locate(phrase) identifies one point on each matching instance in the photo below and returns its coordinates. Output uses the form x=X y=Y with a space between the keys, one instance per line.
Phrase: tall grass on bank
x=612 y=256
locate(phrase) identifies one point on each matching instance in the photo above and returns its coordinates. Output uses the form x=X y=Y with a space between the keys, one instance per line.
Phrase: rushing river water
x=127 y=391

-*-

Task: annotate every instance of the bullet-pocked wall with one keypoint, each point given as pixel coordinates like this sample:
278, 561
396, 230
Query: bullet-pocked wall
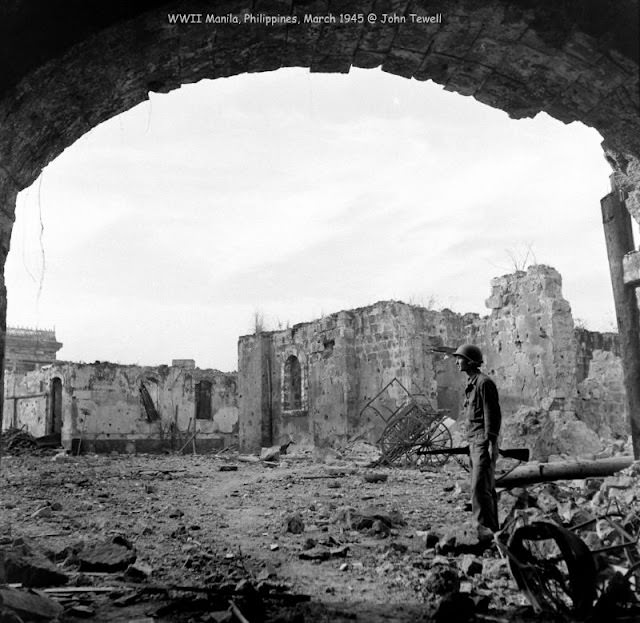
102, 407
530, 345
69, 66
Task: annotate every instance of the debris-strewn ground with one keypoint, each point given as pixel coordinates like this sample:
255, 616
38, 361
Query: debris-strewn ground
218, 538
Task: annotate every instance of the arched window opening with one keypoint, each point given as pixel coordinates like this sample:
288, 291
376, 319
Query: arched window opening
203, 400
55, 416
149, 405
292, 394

-*-

Problem requirements:
Render the lines of the records from the one containing "the photo below" down to the one containing "x=612 y=256", both included, as a JSON list of strings with one string per line and blank lines omitted.

Written response:
[
  "locate(phrase) identifies one point on each matching instance in the photo below and returns its coordinates. Output uses the form x=X y=Y with a space between the keys, one instance per line.",
  "Phrase: tall grass on bank",
  "x=612 y=256"
]